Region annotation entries

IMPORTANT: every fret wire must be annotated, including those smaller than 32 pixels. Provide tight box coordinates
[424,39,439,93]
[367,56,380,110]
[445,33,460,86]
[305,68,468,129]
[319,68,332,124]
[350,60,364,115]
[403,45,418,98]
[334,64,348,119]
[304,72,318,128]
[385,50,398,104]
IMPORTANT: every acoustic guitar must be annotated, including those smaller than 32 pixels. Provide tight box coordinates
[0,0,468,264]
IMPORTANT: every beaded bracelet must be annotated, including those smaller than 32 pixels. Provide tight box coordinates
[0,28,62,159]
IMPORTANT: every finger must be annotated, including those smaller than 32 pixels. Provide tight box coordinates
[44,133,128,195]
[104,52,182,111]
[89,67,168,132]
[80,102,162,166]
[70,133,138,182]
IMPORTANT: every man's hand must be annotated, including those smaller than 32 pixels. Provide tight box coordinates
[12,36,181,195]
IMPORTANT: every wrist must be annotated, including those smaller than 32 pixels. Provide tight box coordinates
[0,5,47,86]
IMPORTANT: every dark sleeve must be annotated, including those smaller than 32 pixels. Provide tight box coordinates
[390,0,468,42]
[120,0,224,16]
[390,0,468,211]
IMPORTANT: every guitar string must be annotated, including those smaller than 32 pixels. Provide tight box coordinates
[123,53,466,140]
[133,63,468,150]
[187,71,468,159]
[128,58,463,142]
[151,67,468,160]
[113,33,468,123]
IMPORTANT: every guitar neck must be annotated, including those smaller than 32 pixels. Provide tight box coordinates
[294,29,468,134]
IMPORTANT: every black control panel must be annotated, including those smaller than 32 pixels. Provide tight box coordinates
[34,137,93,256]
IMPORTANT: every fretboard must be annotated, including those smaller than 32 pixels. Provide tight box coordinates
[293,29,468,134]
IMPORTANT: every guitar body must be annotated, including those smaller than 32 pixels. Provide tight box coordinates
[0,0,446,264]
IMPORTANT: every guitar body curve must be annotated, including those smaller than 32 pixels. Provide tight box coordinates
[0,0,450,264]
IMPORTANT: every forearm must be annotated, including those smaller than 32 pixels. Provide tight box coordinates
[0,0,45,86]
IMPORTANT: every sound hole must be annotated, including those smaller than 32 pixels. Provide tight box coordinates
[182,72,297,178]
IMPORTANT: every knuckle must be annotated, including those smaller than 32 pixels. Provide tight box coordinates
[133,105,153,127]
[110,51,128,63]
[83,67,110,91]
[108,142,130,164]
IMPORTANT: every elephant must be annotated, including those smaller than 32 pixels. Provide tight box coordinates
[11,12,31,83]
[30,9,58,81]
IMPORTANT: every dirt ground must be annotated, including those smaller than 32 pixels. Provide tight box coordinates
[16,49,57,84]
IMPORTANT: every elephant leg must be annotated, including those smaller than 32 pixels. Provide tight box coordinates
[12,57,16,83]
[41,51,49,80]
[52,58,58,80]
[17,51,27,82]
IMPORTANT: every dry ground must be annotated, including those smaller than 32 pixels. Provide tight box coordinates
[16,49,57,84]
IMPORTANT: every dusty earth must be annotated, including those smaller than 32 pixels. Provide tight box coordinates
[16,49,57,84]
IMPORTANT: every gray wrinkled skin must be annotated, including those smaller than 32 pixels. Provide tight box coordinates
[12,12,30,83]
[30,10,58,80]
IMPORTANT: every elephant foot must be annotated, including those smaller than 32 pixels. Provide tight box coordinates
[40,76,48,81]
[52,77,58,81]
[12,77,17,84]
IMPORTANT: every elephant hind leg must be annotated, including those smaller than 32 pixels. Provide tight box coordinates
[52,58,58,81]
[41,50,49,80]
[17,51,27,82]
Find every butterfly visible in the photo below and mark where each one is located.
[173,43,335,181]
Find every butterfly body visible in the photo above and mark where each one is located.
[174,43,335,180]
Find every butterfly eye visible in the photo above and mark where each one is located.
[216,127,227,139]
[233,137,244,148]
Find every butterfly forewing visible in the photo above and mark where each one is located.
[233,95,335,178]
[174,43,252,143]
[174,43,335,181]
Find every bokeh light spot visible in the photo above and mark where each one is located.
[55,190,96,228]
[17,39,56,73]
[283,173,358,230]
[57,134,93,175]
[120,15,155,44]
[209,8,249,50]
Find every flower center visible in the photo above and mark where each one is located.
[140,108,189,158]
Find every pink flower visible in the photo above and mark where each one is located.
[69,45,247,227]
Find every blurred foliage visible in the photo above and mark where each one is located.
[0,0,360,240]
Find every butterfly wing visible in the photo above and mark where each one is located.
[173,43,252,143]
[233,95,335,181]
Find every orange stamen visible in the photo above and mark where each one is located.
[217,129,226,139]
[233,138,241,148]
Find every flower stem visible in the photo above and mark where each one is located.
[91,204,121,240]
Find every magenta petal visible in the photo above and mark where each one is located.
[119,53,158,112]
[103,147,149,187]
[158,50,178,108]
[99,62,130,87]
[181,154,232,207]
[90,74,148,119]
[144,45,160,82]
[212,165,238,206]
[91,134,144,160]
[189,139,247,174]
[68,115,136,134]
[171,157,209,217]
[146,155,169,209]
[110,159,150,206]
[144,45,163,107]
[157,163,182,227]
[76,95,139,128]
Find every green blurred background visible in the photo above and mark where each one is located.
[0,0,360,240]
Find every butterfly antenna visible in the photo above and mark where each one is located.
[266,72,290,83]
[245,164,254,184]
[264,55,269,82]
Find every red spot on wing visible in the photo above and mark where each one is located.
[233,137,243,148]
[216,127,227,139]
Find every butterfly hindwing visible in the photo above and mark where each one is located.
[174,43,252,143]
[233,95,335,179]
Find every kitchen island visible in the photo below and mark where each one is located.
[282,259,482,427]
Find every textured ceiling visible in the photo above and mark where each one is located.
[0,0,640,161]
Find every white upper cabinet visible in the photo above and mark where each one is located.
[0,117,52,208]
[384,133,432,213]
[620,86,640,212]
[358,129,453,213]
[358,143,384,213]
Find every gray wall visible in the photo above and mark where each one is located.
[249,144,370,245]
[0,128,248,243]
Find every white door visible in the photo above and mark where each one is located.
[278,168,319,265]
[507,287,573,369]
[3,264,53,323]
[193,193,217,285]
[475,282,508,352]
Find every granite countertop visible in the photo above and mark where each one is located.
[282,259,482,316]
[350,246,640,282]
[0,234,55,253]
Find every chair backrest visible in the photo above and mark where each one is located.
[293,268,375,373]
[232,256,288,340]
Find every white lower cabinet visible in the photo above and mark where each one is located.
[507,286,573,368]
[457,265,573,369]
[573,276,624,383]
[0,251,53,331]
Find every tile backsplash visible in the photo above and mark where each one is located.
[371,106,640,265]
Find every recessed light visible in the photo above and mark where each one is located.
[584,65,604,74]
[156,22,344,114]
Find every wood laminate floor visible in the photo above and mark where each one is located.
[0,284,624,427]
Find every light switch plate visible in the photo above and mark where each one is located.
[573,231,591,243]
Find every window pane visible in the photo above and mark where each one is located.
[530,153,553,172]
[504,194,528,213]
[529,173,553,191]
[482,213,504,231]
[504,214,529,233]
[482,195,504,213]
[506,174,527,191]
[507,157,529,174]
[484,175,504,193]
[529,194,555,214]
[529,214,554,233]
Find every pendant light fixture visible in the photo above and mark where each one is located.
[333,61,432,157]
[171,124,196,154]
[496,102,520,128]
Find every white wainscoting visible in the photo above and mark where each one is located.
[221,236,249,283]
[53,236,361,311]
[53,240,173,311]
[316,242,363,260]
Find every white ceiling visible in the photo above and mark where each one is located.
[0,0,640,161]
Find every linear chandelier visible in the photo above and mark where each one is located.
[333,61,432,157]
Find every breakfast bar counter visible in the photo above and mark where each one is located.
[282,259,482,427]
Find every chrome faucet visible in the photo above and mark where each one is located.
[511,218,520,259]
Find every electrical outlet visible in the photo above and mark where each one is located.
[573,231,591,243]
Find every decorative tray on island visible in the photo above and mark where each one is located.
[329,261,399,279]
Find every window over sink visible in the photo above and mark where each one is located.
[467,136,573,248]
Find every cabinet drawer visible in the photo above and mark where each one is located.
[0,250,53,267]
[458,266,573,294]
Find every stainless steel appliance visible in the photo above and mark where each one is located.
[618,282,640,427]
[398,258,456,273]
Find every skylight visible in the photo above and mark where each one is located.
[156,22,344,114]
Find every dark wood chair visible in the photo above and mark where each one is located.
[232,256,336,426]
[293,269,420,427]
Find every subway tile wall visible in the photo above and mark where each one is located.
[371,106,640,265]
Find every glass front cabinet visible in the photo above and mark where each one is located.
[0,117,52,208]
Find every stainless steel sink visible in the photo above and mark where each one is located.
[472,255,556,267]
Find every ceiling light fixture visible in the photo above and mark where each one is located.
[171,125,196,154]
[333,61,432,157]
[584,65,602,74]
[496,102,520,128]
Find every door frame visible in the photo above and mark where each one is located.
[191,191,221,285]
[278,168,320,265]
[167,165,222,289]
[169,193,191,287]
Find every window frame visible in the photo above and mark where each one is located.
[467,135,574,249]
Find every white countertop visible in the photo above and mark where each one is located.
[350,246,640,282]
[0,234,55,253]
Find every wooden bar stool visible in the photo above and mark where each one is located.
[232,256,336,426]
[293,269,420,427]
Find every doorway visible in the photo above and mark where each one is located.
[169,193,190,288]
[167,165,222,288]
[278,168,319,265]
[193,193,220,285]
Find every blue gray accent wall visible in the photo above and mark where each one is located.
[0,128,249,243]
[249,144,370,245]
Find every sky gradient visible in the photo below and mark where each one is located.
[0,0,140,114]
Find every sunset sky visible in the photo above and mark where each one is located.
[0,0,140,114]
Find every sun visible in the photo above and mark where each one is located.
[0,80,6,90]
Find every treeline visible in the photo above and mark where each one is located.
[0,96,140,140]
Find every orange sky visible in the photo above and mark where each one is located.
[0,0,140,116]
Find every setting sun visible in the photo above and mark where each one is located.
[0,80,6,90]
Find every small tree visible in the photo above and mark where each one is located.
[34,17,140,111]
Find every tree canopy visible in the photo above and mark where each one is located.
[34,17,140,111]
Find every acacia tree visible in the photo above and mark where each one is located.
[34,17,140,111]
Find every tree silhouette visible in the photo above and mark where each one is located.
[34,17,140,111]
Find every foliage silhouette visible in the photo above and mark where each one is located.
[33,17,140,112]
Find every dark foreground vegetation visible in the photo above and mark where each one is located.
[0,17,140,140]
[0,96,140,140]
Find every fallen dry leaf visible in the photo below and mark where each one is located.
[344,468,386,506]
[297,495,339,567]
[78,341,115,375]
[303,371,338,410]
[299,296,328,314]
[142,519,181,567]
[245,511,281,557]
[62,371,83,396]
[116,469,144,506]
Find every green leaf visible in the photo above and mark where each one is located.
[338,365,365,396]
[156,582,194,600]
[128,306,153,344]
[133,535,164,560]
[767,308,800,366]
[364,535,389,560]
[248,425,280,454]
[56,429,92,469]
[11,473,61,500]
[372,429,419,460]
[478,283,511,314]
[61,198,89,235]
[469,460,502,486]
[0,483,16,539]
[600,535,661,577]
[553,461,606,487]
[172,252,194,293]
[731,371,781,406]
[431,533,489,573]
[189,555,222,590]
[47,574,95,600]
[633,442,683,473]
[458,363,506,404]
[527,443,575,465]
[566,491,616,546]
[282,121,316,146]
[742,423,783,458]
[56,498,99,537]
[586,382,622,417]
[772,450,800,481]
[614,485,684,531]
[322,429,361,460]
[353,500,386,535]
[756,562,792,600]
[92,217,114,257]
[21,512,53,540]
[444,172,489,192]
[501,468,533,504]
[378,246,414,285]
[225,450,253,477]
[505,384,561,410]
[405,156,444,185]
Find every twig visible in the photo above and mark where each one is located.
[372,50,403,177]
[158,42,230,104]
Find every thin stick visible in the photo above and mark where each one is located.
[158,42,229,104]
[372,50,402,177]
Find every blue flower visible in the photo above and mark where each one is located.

# Direction:
Can you reproduce the lines of the records starting at the line containing "IMPORTANT: every guitar body must" and ending at the line containing "[0,0,45,86]"?

# Response:
IMPORTANT: every guitar body must be annotated, including those smaller than 32 pixels. Provide tight box coordinates
[0,0,446,264]
IMPORTANT: every guitar body curve must be annotated, including those smaller than 32 pixels. Provide tight box coordinates
[0,0,450,264]
IMPORTANT: every forearm must be annotated, including those smaller than 32 pixels. Provide tight box coordinates
[0,0,45,86]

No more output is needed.